Work task A
Answer these questions from the passage on Abbott and OxyContin:
(i) About how much was Abbott paid in commissions from late 1996 through 2002?
(ii) What residual payment did Abbott receive from 2003 through 2006?
(iii) Where were the companies' strategy sessions held?
Work task B
Set down everything in the passage on Abbott and OxyContin from "In an attached" down to "the court records.", word for word.
Work task C
Write the next part of the passage on Abbott and OxyContin, picking up after its final sentence.

Text passage
========
In a 1997 document, a company executive indicated that prescriptions written by “Abbott MD’s” comprised 25 percent of all OxyContin prescriptions. In addition, Purdue budget records obtained by the Florida attorney general reveal details of the payments to Abbott for its OxyContin work, which are termed “commissions.” From late 1996 through 2002, Abbott was paid about $374 million in commissions, according to those documents. Total sales of the drug during that time were nearly $5 billion.
From 2003 through 2006, after Abbott had stopped selling OxyContin, it still received a residual payment of 6 percent of net sales, according to the West Virginia court records. It is unclear whether that pertained only to prescriptions written by the Abbott doctors. OxyContin sales during that time were nearly $6 billion.
Purdue was not shy about pushing its bigger partner to be more aggressive in its sales efforts.
In a July 1997 memo, Purdue’s then-vice president Michael Friedman told seven members of the Sackler family who own Purdue, and other company executives, that the company had “been pressuring Abbott to increase their activity toward surgeons.” Friedman wrote that Abbott had responded with a “new emphasis on OxyContin and their dedication of significant resources to this task.”
In an attached letter from an Abbott executive to Purdue’s vice president of marketing, Abbott pledged to take the relationship between the companies to “new heights with our positioning of OxyContin as a key component of Abbott Pain Management.”
The sales forces of the companies worked in tandem. They held regular strategy sessions, alternating meeting locations between Purdue’s Stamford, Conn., headquarters and Abbott’s corporate offices in Illinois, according to the court records.
How Abbott stayed below the radar
The indemnification of legal costs proved to be a windfall for Abbott, and also saved it from unflattering publicity. When the West Virginia case was settled in 2004, the state made no mention of Abbott when the deal was announced.
========
Supplied records
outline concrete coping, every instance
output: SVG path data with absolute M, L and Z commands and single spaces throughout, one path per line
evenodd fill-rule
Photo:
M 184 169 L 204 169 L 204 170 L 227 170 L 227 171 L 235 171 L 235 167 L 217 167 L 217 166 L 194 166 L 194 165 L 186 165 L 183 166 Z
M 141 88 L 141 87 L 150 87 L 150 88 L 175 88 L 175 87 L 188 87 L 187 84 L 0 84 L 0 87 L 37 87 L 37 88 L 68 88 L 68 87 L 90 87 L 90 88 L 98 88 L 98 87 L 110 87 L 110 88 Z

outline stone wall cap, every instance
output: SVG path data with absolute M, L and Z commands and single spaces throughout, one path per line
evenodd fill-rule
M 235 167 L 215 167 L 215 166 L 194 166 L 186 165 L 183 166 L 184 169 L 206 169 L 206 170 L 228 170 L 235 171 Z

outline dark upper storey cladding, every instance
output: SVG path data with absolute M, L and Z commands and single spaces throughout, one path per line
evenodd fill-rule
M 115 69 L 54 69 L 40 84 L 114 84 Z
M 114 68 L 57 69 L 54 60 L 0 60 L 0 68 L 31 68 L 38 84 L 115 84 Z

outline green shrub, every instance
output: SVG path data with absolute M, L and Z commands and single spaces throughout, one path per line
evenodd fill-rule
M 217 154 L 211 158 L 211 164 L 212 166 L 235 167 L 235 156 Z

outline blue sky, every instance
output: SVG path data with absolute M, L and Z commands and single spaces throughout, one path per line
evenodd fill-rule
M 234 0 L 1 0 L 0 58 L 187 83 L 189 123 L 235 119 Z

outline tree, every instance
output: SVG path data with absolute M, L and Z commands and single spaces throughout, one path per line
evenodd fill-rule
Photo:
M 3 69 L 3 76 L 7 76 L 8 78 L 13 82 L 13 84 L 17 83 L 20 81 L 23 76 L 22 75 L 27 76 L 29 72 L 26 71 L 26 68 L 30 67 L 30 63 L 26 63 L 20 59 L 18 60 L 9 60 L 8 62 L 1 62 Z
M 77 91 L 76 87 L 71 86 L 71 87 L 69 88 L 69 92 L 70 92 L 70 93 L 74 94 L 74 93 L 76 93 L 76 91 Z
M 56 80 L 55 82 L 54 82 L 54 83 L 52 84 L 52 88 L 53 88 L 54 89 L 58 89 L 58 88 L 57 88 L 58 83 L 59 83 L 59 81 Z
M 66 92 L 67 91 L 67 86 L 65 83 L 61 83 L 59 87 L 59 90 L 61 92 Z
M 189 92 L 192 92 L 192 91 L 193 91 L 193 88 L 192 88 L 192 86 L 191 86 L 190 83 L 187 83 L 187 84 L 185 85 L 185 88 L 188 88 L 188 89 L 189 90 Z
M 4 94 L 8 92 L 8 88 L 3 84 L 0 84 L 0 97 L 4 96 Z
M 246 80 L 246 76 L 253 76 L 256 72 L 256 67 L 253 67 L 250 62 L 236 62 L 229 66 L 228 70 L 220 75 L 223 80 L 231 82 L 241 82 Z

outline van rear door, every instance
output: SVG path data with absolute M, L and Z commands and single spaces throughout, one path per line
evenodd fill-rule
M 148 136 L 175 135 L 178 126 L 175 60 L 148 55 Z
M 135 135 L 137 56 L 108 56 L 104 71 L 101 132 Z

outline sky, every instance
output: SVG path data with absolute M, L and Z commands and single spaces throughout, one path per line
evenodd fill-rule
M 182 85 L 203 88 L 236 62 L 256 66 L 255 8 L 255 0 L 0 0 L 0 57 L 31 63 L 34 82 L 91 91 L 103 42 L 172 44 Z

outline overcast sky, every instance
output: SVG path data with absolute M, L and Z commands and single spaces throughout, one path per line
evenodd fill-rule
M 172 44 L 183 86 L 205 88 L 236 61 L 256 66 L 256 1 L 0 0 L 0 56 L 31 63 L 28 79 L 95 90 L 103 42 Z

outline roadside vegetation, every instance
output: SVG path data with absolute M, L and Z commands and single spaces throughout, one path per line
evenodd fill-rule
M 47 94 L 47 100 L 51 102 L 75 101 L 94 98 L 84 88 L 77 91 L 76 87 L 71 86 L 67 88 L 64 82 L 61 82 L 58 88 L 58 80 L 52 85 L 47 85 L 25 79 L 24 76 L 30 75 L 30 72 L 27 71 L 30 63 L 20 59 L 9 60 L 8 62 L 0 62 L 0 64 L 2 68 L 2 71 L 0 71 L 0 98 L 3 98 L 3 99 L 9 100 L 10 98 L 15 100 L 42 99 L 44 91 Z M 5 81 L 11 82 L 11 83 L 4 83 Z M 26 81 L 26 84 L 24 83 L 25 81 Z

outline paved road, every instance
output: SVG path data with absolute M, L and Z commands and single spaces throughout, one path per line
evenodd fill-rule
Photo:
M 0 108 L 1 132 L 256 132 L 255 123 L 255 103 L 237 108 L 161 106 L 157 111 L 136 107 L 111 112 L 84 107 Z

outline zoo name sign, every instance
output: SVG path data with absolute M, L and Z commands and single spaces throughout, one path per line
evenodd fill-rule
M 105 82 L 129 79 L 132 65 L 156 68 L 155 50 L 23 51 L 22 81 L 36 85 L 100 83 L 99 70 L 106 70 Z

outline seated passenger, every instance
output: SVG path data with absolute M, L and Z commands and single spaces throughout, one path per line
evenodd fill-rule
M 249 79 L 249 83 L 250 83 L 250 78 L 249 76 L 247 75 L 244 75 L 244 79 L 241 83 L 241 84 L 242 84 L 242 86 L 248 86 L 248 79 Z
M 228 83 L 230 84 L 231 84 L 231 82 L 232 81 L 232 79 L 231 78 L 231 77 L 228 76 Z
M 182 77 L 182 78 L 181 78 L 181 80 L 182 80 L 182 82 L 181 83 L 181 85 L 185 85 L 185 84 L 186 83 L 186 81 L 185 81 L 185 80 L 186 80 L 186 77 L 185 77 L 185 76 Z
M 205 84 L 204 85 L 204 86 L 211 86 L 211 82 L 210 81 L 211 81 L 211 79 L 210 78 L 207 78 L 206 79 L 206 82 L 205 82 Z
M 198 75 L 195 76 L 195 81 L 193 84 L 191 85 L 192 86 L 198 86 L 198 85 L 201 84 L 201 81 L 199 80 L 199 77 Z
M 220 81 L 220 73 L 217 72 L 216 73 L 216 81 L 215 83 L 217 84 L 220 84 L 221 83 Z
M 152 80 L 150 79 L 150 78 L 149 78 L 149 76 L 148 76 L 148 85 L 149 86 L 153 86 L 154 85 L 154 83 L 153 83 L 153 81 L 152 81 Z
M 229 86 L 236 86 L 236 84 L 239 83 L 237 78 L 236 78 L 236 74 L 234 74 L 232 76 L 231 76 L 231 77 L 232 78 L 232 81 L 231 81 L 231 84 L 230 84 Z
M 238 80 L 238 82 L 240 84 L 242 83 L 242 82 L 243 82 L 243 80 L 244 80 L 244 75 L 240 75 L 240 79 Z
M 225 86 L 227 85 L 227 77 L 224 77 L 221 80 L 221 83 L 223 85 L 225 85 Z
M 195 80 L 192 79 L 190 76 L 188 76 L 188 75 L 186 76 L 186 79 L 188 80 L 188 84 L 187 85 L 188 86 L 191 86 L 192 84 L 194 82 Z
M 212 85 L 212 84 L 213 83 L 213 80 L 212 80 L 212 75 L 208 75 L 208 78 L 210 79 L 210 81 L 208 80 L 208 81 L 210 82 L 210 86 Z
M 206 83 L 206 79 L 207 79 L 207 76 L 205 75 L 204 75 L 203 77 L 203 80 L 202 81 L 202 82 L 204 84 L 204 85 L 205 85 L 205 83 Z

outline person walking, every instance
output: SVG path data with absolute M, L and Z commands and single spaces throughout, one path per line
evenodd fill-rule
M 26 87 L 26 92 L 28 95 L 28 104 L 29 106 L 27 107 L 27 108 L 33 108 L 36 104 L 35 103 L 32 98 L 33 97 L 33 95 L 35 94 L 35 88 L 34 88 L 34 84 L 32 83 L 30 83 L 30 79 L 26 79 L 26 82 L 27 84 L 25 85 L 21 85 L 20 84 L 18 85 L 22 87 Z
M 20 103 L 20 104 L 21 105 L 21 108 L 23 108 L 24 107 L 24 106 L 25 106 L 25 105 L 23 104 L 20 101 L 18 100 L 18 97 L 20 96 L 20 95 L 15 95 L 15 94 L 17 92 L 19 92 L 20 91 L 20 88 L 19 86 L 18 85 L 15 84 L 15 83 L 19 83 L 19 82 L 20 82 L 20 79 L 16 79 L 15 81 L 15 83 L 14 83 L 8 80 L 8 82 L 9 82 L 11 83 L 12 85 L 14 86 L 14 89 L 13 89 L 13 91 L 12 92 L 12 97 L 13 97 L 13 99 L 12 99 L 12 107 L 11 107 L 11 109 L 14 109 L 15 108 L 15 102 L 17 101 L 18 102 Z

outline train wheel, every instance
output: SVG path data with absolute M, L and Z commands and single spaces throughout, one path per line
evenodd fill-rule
========
Answer section A
(i) About $374 million.
(ii) 6 percent of net sales.
(iii) They alternated between Purdue's Stamford, Conn., headquarters and Abbott's corporate offices in Illinois.

Answer section B
In an attached letter from an Abbott executive to Purdue’s vice president of marketing, Abbott pledged to take the relationship between the companies to “new heights with our positioning of OxyContin as a key component of Abbott Pain Management.”
The sales forces of the companies worked in tandem. They held regular strategy sessions, alternating meeting locations between Purdue’s Stamford, Conn., headquarters and Abbott’s corporate offices in Illinois, according to the court records.

Answer section C
Similarly, when Kentucky settled a lawsuit last year against Purdue and Abbott that alleged the companies misrepresented the addictive nature of OxyContin and caused doctors to overprescribe it, the state attorney general’s announcement left out Abbott. The case was settled by a $24 million payment from Purdue.
Abbott was frequently named a co-defendant in cases with Purdue over the alleged illegal marketing of OxyContin. In 2003, Abbott disclosed in its annual report that it was facing 306 pending lawsuits as a result of its OxyContin activities. But the company noted that “Purdue is required to indemnify Abbott in each lawsuit.”
A dispute between Purdue and its liability insurer offers a glimpse into the staggering legal costs associated with OxyContin litigation. By 2006, Purdue claimed $400 million in attorney fees and expenses for defending OxyContin cases.
An auditor hired by the insurer to review Purdue’s claims reported the drug maker paid more than 70 law firms to defend nearly 1,400 cases. The law firms billed for 1.2 million hours of work, according to the audit. Purdue’s insurer balked at paying the full amount and the parties eventually agreed to a confidential settlement. Those amounts do not include what Purdue paid to settle certain cases.
Purdue declined to comment on its indemnification agreement with Abbott or how much in legal costs it paid on its partner’s behalf.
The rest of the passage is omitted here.